Work to be completed:
The answer must restate every entry below word for word.

Information shown:
============================================================
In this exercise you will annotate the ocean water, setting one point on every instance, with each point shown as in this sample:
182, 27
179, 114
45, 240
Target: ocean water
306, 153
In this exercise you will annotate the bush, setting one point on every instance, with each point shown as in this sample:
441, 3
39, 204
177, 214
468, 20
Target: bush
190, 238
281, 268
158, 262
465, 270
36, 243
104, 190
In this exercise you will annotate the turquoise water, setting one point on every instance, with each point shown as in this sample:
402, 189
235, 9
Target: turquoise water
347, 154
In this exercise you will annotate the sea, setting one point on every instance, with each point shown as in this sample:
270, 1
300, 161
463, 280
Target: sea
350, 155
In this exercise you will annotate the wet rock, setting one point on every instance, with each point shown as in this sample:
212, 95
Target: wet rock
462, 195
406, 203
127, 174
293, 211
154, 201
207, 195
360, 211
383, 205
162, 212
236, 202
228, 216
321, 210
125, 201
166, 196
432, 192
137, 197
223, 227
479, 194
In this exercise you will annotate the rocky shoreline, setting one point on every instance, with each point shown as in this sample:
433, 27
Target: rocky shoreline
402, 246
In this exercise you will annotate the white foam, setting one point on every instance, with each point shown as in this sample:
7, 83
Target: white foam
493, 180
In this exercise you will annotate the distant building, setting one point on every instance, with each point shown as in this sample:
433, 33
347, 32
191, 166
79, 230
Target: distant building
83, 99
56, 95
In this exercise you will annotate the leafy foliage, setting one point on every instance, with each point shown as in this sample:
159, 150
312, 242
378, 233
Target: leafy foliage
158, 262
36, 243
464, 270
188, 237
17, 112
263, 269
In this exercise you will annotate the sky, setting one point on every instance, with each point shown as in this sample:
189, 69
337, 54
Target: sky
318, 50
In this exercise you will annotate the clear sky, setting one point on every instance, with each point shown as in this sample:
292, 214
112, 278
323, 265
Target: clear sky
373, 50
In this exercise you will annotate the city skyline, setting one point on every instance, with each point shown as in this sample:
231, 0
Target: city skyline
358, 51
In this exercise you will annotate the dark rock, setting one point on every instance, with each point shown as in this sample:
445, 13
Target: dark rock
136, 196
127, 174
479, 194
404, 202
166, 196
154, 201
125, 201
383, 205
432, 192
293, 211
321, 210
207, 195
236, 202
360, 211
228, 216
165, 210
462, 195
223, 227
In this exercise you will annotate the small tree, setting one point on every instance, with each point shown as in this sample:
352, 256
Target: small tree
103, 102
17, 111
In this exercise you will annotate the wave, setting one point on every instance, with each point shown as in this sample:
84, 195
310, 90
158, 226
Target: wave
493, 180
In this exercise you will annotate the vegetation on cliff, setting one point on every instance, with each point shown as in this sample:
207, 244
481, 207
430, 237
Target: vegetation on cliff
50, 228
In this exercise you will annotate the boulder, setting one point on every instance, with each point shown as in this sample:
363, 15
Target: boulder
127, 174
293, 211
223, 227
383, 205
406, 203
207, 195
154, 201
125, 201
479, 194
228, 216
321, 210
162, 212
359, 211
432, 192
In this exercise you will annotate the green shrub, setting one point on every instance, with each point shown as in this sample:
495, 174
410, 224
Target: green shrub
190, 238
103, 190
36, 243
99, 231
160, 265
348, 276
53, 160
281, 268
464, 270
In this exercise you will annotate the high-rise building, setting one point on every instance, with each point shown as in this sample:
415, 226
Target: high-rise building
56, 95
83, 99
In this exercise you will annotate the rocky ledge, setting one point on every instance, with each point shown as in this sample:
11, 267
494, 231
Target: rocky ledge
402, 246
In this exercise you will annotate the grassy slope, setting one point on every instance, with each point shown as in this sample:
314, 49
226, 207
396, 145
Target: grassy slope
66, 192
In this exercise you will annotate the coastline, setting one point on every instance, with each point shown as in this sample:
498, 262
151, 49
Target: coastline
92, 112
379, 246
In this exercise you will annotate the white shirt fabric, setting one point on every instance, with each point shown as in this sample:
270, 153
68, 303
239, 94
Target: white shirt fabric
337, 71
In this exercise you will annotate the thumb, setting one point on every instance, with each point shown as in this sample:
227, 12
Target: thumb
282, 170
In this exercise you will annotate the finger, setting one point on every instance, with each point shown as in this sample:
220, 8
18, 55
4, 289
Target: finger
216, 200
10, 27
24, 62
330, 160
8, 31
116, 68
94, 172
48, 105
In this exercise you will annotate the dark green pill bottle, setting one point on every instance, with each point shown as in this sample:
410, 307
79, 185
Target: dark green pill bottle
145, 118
============================================================
Completed task:
In this exercise you will annotate the ocean water, setting one point on every instance, with each point shown as in this sample:
182, 27
179, 114
45, 240
Target: ocean water
306, 153
In this exercise you will annotate the bush, setting one point on every instance, with each point shown as in this sample:
441, 3
39, 204
177, 214
468, 20
Target: bush
190, 238
281, 268
158, 262
465, 270
36, 243
104, 190
In this exercise you will annotate the turquoise water, setting one point on every instance, with each point shown as in this sample:
402, 189
235, 9
Target: turquoise water
347, 154
In this exercise you will annotate the sea, setting one point on every instance, with each point shown as in this sample:
270, 1
300, 161
463, 280
Target: sea
350, 155
In this exercise you will annotate the wet rock, setting one point on every instance, with each point shown as in this sample:
212, 95
Target: wet rock
462, 195
406, 203
127, 174
293, 211
154, 201
207, 195
360, 211
383, 205
162, 212
236, 202
228, 216
321, 210
125, 201
166, 196
432, 192
137, 197
223, 227
479, 194
In this exercise you will annotate the rocky shoreline, setting one point on every instance, with each point shown as in this sample:
433, 27
Target: rocky shoreline
402, 246
In this exercise you will annotate the white foam, setting one point on every instance, with each point shown as in this sample:
7, 83
Target: white foam
493, 180
In this exercise you will annotate the distant building, setting one point on every instance, with each point shown as in this sample:
433, 33
347, 32
191, 166
79, 230
Target: distant building
83, 99
56, 95
In this exercise you will annotate the leafy foliage, setting one point on every instance, with each point shown as in this sample:
159, 150
312, 242
378, 233
Target: leafy foliage
158, 262
36, 243
464, 270
188, 237
17, 112
263, 269
In this exercise you will annotate the sky, setting one point on every instance, with each point shown as in this sample:
189, 69
337, 54
Target: sky
318, 50
In this exercise you will annotate the clear sky, setting one point on every instance, with each point shown as in this sample:
292, 214
112, 278
323, 265
Target: clear sky
373, 50
In this exercise you will annotate the city skyline, setting one point on every instance, with each point shown as in this sample:
231, 0
Target: city skyline
358, 51
In this exercise you will annotate the dark rock, setting one point on every instance, with each point shown as in this sample:
445, 13
Target: dark rock
136, 196
127, 174
479, 194
404, 202
166, 196
154, 201
125, 201
383, 205
432, 192
293, 211
321, 210
207, 195
236, 202
360, 211
228, 216
165, 210
462, 195
223, 227
In this exercise you will annotate the small tree, setting one point on every instance, with each point shown as in this sample:
352, 256
Target: small tree
103, 102
17, 111
In this exercise you will annotate the wave, setting one point on every instance, with each point shown as in this sample:
84, 195
310, 90
158, 226
Target: wave
493, 180
In this exercise you will annotate the vegetation on cliff, setting one point on every instance, with each point shown as in this sample:
207, 244
481, 207
430, 237
Target: vegetation on cliff
50, 228
In this exercise you will annotate the boulder, setting one point on every instance, with each point shown as in this sample:
363, 15
Target: boulder
127, 174
293, 211
223, 227
383, 205
406, 203
207, 195
154, 201
125, 201
479, 194
228, 216
321, 210
162, 212
359, 211
432, 192
In this exercise you will annotate the green shrub, setting one point on every instance, with each point shown as in this sample:
495, 174
410, 224
Target: green shrub
190, 238
103, 190
36, 243
99, 231
160, 265
348, 276
53, 160
281, 268
464, 270
In this exercise you will annotate the high-rise building, setting one point on every instance, with each point shown as in this sample:
415, 226
Target: high-rise building
56, 95
83, 99
In this exercise you will annotate the rocky ledge, setting one point on every instance, with each point shown as in this sample:
11, 267
494, 231
Target: rocky ledge
402, 246
In this exercise you will annotate the grassy slope, setting one point on every instance, with each point shown as in this sample:
314, 49
226, 207
396, 145
Target: grassy slope
66, 192
In this exercise you will annotate the coastline, setting one point on every instance, with each point shown as in this sample:
498, 262
151, 49
Target: coastline
92, 112
379, 246
In this exercise you will annotate the white shirt fabric, setting one point on every instance, with each point shown as in this sample:
270, 153
68, 303
239, 94
Target: white shirt fabric
337, 71
In this exercise you will annotate the thumb, setting one point on every instance, with each point shown as in this sample:
227, 12
Target: thumb
282, 170
In this exercise you will annotate the finger, setting one point on every instance, with each point shown as in this sample:
220, 8
18, 55
4, 289
Target: finger
216, 200
10, 27
24, 62
330, 160
8, 31
116, 68
94, 172
48, 105
In this exercise you will annotate the dark green pill bottle, setting one point on every instance, with each point shown as in this sample:
410, 307
79, 185
Target: dark green pill bottle
145, 118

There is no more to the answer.